▶ _REQUIREMENTS_
a. In the road trip essay, where did the writer stop for lunch in Buellton?
b. Pick up the road trip essay up Highway 101 and keep writing from its last sentence.

▶ _QUOTED TEXT_

My friend (and former physician), the late George Hjelte, regularly drove from Pasadena to Palo Alto, up Highway 101. He made the trip to see his daughter. He did this well into his 80s, loading up the car with his favorite pooch, making stops along the way.
“I’m not in a hurry,” he told me.
For people in a hurry, there’s the Interstate 5 to the Pacheco Pass, right through Old Gilroy (the garlic capital of the world), to connect with Highway 101.
People in a hurry drive (or fly) straight through to their destination. Life becomes an endless jumble of TSA checkpoints, weak cocktails and texting.
On the next-to-last weekend of the summer, the weekend before Labor Day weekend, we decided to not be in a hurry. Our first stop was to drop off Miss Audrey Hepburn (our black Lab) with her uncles in West Hollywood at 9:53 a.m. And then we were on the road by 10:15 a.m.
The timing is quite unlike the glory trips of our children’s childhood, rising in the dark, loading the car with sunflower seeds, juice and pillows, always on the road at first light to arrive in Idaho by nightfall. We were young then. We were in a hurry. Last weekend, we hit the 101 at a more civilized hour.
Our first stop, of course, was in Buellton. This was not the Buellton of our children’s childhood, with a stop at Andersen’s Pea Soup. We were adults now, so we stopped for lunch at Mother Hubbard’s, where the locals eat.

▶ _GIVEN INFORMATION_
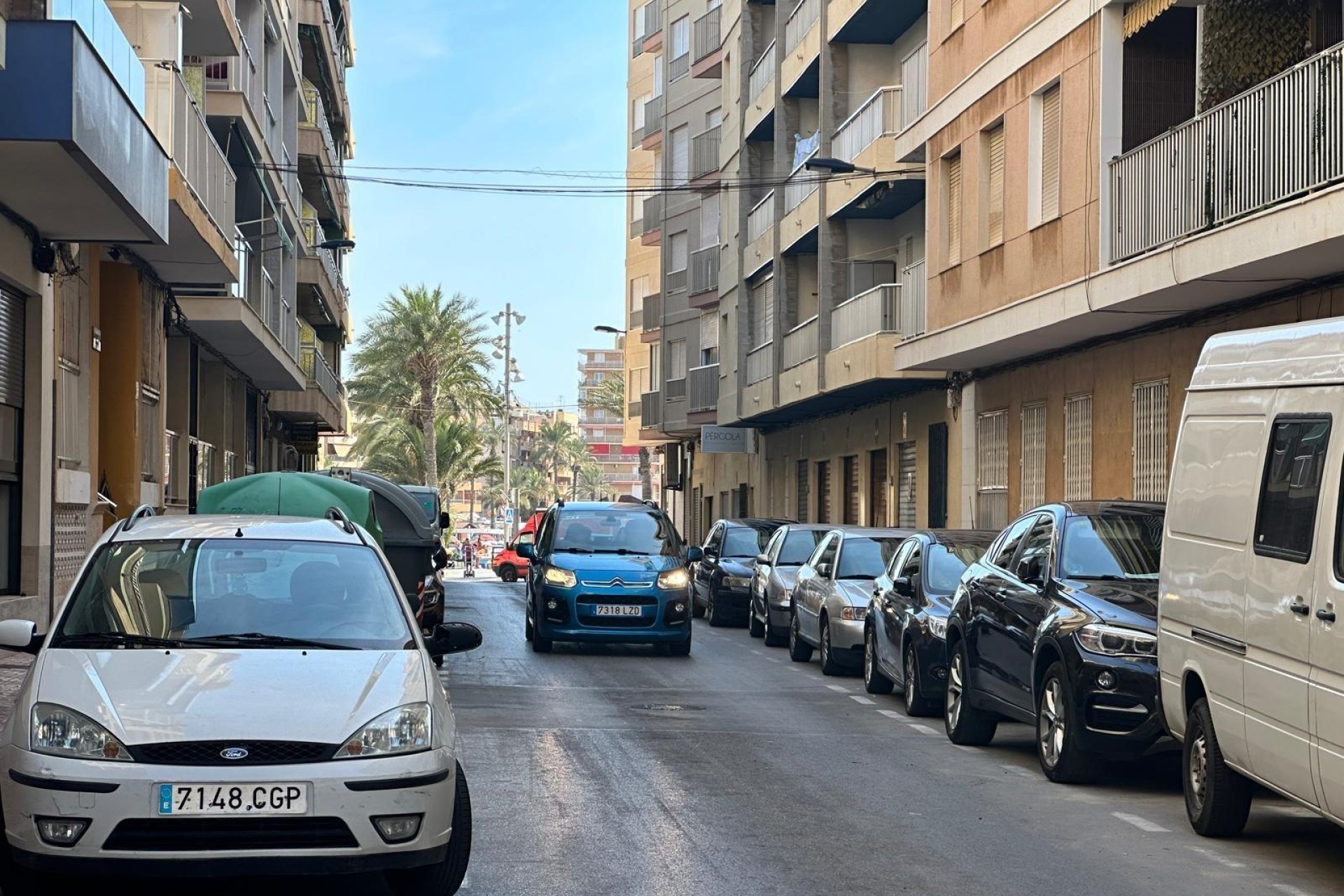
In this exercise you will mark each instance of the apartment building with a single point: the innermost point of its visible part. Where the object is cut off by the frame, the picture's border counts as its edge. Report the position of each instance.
(153, 298)
(605, 434)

▶ _SOLVED PROBLEMS_
a. Mother Hubbard's, where the locals eat.

b.
My “health nut sandwich” was the best I’ve ever had. The sandwich comes with Swiss cheese, sliced tomato, avocado, alfalfa sprouts on whole-wheat bread with a little mayo. The bread was homemade and fresh-baked. Len had the chicken. A group of local ladies was seated at a nearby table. They reminded me of Thursday Clubbers.
After lunch, we explored the street. There were a lot of vintage cars parked nearby. Next door was a western-wear shop. It smelled deliciously of leather. At the end of the block was a Mexican market, where we bought gum.
The only problem with having lunch at Mother Hubbard’s is that you can’t eat lunch two hours later at the Wild Horse Cafe in King City. We stopped for tea and root beer. Len says the root beer at the Wild Horse reminds him of his childhood. We did not have wild burger, caramelized onions, sauteed mushrooms, fresh avocado slices, two strips of bacon and mozzarella cheese over a grilled hamburger patty, served on a grilled hamburger bun. Nor did we order the 8-ounce rib eye steak and eggs.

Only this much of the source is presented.